Only the lines from the one with "Would you mind marking the small" to the end of the data below should be given again, exactly, with both ends included and pictures omitted.

[Start of section]

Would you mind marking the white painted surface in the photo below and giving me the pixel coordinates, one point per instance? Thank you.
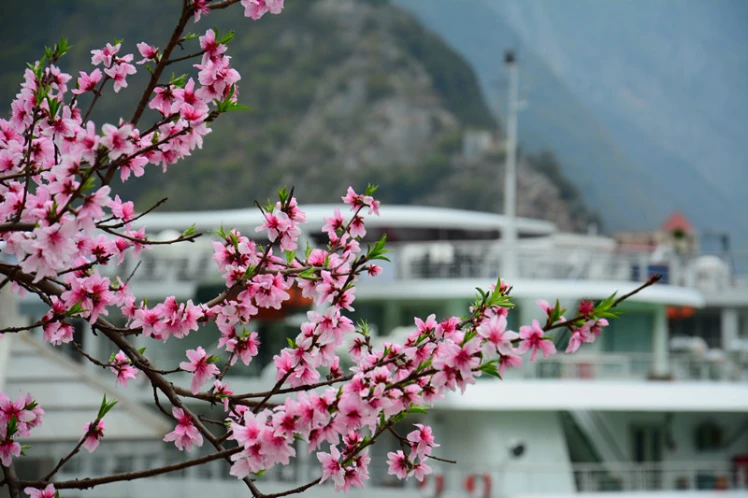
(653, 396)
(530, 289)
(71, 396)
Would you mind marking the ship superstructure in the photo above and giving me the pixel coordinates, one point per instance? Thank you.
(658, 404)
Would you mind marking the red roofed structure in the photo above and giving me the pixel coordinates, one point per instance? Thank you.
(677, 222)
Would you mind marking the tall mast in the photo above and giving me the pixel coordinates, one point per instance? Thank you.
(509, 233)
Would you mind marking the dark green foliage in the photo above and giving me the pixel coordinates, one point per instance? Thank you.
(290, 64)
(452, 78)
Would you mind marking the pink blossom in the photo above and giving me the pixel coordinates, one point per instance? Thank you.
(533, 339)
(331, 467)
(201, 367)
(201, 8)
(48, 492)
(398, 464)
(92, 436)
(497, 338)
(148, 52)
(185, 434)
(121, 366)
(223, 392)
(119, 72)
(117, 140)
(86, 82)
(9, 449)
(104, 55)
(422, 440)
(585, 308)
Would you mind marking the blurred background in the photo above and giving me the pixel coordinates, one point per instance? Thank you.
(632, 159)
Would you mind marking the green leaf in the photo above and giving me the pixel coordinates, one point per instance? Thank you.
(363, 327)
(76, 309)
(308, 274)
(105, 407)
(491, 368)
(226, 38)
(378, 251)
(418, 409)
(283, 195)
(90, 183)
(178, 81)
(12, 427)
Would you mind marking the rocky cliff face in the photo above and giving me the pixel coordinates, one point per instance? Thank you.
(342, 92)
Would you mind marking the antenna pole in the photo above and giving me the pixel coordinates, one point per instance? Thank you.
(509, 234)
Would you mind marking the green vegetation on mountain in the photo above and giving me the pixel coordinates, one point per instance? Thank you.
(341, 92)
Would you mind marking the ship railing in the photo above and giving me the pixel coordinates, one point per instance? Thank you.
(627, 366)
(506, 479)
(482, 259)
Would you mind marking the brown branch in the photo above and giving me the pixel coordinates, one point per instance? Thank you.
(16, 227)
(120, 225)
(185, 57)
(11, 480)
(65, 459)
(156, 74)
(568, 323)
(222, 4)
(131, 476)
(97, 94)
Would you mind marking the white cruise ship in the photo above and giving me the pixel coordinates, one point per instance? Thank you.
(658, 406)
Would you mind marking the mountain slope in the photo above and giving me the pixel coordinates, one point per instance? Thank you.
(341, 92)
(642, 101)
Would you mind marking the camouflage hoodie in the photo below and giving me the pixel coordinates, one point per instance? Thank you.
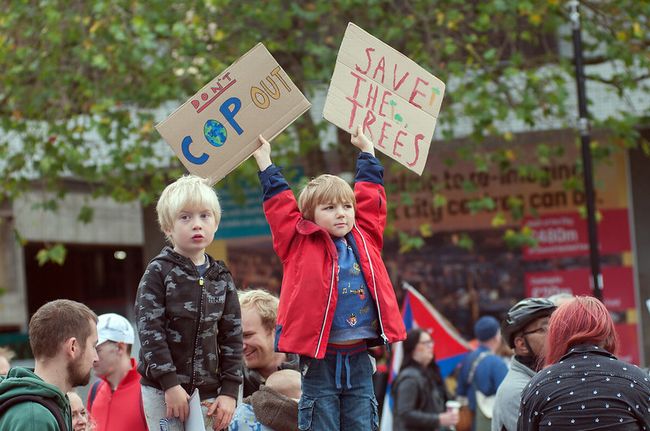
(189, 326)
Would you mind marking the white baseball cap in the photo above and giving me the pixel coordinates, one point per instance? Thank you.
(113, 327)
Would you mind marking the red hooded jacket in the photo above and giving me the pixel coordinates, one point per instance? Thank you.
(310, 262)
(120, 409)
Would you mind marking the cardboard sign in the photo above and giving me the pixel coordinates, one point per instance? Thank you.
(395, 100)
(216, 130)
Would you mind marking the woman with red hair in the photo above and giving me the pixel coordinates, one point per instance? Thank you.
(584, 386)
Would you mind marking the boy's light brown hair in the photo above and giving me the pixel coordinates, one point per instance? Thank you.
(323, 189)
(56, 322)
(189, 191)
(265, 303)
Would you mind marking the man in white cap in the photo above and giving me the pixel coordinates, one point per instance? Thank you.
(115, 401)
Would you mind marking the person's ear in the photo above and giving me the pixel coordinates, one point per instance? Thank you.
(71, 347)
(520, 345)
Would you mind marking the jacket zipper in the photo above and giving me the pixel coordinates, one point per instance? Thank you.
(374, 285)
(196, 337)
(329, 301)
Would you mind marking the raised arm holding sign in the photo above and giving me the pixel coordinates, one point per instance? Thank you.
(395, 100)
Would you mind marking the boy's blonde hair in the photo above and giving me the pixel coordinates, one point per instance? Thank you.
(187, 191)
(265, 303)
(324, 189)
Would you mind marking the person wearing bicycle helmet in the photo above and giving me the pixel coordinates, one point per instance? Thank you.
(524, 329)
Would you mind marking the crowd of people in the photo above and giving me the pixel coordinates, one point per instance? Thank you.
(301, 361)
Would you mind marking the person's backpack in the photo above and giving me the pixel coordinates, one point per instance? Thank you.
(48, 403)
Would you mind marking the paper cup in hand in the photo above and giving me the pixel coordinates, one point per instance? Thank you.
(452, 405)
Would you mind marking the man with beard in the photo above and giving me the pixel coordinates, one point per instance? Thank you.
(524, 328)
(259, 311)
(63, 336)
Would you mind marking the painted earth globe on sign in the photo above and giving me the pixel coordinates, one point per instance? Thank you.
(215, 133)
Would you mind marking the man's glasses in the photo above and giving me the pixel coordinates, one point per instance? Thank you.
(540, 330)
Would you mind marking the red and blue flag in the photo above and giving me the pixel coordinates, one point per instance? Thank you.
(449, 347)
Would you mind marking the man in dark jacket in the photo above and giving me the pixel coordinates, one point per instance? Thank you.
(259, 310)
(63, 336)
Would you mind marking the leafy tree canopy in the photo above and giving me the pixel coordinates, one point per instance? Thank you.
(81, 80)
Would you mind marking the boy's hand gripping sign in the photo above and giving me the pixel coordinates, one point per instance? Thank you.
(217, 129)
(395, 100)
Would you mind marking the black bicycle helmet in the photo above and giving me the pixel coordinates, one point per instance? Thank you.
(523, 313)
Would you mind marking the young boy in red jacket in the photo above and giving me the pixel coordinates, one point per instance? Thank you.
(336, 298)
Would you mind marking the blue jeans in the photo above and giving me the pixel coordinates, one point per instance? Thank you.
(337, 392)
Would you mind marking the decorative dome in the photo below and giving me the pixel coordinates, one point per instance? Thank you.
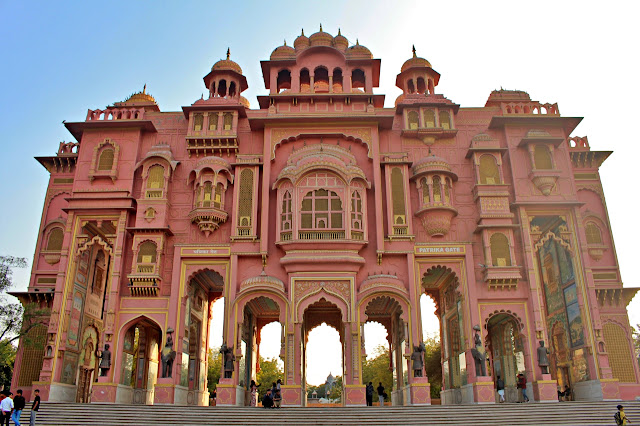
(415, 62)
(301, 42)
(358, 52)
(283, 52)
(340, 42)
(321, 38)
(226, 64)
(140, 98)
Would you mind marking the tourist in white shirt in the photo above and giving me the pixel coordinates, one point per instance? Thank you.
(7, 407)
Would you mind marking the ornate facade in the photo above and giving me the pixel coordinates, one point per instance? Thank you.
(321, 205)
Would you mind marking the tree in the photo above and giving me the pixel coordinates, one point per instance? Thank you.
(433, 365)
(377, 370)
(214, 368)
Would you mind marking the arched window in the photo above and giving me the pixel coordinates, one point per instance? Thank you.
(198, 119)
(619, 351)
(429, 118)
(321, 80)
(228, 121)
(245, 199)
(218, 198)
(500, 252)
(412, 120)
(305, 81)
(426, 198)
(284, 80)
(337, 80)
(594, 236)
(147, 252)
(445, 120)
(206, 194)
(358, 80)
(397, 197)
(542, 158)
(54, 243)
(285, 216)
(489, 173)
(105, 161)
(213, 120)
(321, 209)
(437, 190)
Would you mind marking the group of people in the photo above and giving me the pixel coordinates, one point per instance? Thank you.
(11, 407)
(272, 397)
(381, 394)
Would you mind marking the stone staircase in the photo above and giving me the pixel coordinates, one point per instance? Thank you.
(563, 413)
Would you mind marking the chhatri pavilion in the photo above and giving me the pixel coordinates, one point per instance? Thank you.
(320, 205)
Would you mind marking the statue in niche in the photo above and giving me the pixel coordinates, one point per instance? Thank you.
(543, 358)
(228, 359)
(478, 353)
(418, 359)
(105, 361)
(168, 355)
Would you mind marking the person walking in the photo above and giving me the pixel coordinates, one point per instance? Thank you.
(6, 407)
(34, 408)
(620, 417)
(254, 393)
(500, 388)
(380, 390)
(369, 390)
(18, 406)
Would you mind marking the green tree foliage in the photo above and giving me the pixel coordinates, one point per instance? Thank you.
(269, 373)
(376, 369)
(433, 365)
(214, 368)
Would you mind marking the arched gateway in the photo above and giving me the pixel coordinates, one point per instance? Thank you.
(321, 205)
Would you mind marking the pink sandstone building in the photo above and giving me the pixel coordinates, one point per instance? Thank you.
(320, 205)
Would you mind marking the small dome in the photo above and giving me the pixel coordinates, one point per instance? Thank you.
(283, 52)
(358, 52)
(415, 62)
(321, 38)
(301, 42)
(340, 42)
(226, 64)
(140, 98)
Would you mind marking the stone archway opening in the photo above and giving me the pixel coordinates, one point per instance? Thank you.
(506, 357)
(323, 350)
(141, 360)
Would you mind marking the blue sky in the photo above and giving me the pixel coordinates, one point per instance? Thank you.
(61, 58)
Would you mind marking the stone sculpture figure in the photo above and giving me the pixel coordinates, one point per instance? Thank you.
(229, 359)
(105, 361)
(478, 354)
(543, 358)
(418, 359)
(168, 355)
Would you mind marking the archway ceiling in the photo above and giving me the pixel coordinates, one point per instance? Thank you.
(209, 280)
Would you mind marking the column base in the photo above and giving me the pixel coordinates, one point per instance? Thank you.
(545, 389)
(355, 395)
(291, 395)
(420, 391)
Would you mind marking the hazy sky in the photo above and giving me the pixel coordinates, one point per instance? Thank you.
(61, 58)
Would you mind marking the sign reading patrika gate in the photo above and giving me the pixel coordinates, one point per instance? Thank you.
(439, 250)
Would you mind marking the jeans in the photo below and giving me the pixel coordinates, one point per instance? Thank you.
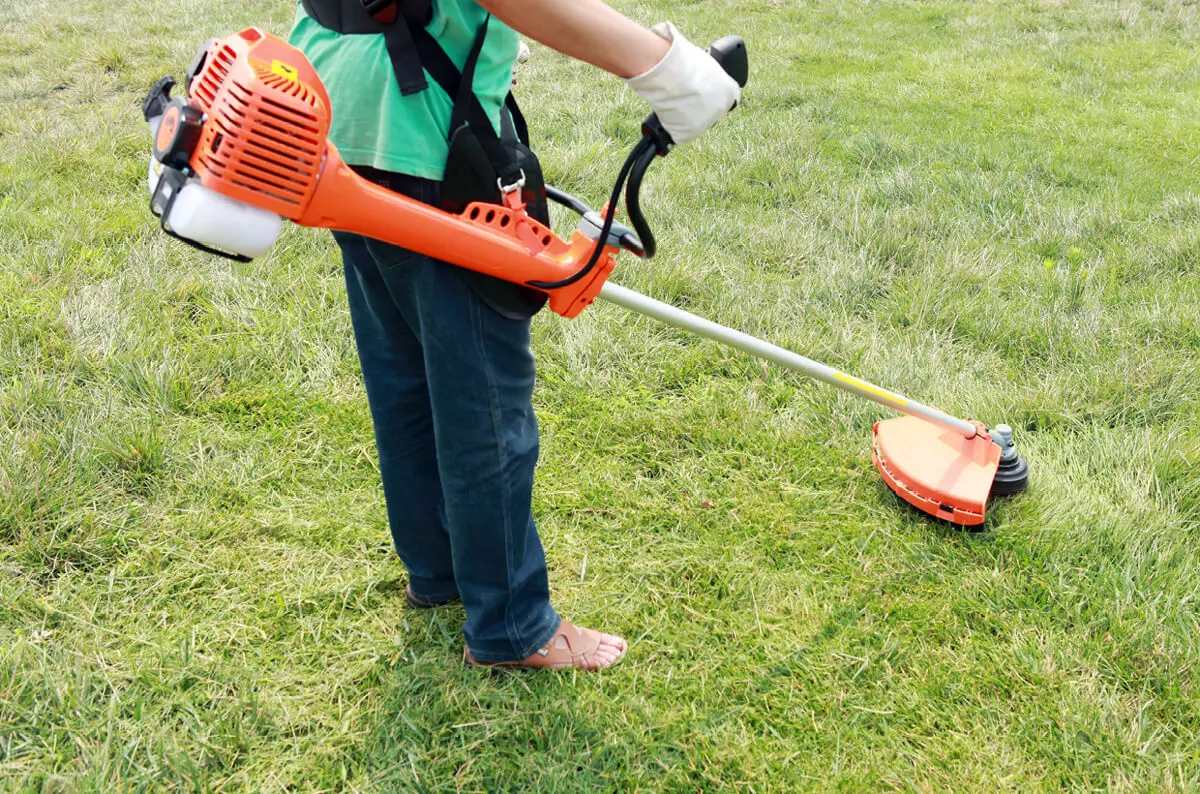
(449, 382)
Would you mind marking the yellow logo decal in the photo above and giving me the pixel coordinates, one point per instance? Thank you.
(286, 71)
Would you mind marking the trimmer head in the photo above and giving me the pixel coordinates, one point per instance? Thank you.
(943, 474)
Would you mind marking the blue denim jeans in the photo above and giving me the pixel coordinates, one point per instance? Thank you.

[End of section]

**Response:**
Would you mind marking the small dome in the photo above and giving me the pixel coordinates, one point per instance? Thank you.
(283, 52)
(358, 52)
(415, 62)
(321, 38)
(301, 42)
(340, 42)
(226, 64)
(140, 98)
Would you mind marking the stone archway opening in the photo above and giving me the pixel coordinates, one point per instance? Thank you.
(506, 357)
(323, 350)
(141, 360)
Would you mind marking the blue sky in the photo above and giving me the pixel coordinates, one point per instance? Thank you.
(61, 58)
Would you mind marking the stone sculpture figure in the photo above and giving me the pixel coordinates, one point per instance? Thank you.
(229, 359)
(105, 361)
(478, 354)
(543, 358)
(418, 359)
(168, 355)
Would you mind marking the archway ceiling in the photo above and giving me the pixel coordinates, one point per instance? Thank you.
(209, 280)
Would you mind marking the column base in the photo above and giving me the pixel coordinates, one point per instance? Thank you.
(545, 389)
(355, 395)
(291, 395)
(420, 391)
Would you mind marking the hazy sky in the photo above and giving me the pixel coordinates, one point per instance? Thank you.
(61, 58)
Would you mind marking the sign reading patrika gate in the photo above and giving me the pixel coordinates, one point per instance? Thank you.
(439, 250)
Would you mind marking the jeans in the photo below and giving me the pixel coordinates, one point per instance? Thank you.
(449, 382)
Would you mind marking the yellow logo decal in the photo above and giving me the pixel coordinates, one point per instance? Thank you.
(286, 71)
Would you mind marking the trimmer head in the photo above and giving me the pixel coordinates, one point per instance? Thank you.
(943, 474)
Would you mind marking the blue denim jeans in the photo above and giving me the pixel coordinates, one point per instance? Thank you.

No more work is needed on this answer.